▶ **Extrait fourni**
··········

SMITH, RICHARD, ingénieur minier et administrateur, industriel et homme politique, né le 30 janvier 1783 à Tipton, Staffordshire, Angleterre, fils de Thomas Smith et de Mary Morris, décédé le 21 juillet 1868, près de Lichfield, Staffordshire, Angleterre.

Fils d’un exploitant de houillères du sud du Staffordshire, Richard Smith étudia à la Royal School of Mines et acquit « dès [sa] jeunesse » une solide connaissance des charbonnages. Le 12 juin 1811, il épousa Elizabeth Fereday, fille de Samuel Fereday, important métallurgiste et charbonnier du « Pays noir ». L’avenir de Smith parut moins prometteur cependant, quand Fereday et lui subirent de lourdes pertes financières lors de l’effondrement de la vague de prospérité dans le fer et le charbon, qui marqua la fin des guerres napoléoniennes. Ces années d’expérience pratique lui ayant permis de connaître à fond le charbonnage, Smith refit sa fortune à Londres, tout en gérant des houillères dans le pays de Galles et au Portugal.

En 1826, en vertu de la prérogative royale, George IV accorda à son frère le duc d’York une concession de 60 ans sur toutes les ressources minérales inexploitées de la Nouvelle-Écosse, et le duc sous-loua les droits à ses créanciers, les joailliers londoniens Rundell, Bridge, and Rundell. Sur l’avis du cabinet britannique, la Général Mining Association, filiale minière de la maison de joaillerie, engagea Richard Smith afin d’exploiter ses mines de charbon en Nouvelle-Écosse.

··········

▶ **Segment de données**
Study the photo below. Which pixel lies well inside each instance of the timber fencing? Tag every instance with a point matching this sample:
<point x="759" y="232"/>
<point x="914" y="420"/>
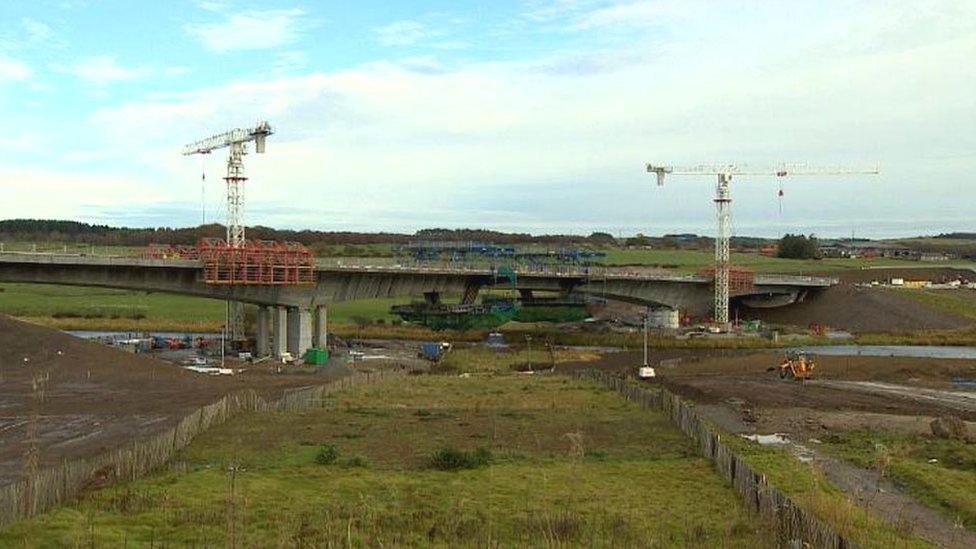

··········

▶ **Travail demandé**
**a)** D'après l'extrait fourni, à quelle date Richard Smith épousa-t-il Elizabeth Fereday ?
**b)** Condensez le paragraphe de l'extrait fourni qui commence par « Fils d’un exploitant de houillères » en conservant ses faits principaux.

▶ **Réponses rédigées**
**a)** Le 12 juin 1811.

**b)** Fils d'un exploitant de houillères du sud du Staffordshire, Richard Smith étudia à la Royal School of Mines et connut tôt les charbonnages. Le 12 juin 1811, il épousa Elizabeth Fereday, fille du métallurgiste et charbonnier Samuel Fereday. Tous deux subirent de lourdes pertes lors de l'effondrement de la prospérité du fer et du charbon à la fin des guerres napoléoniennes. Fort de son expérience, Smith refit sa fortune à Londres tout en gérant des houillères au pays de Galles et au Portugal.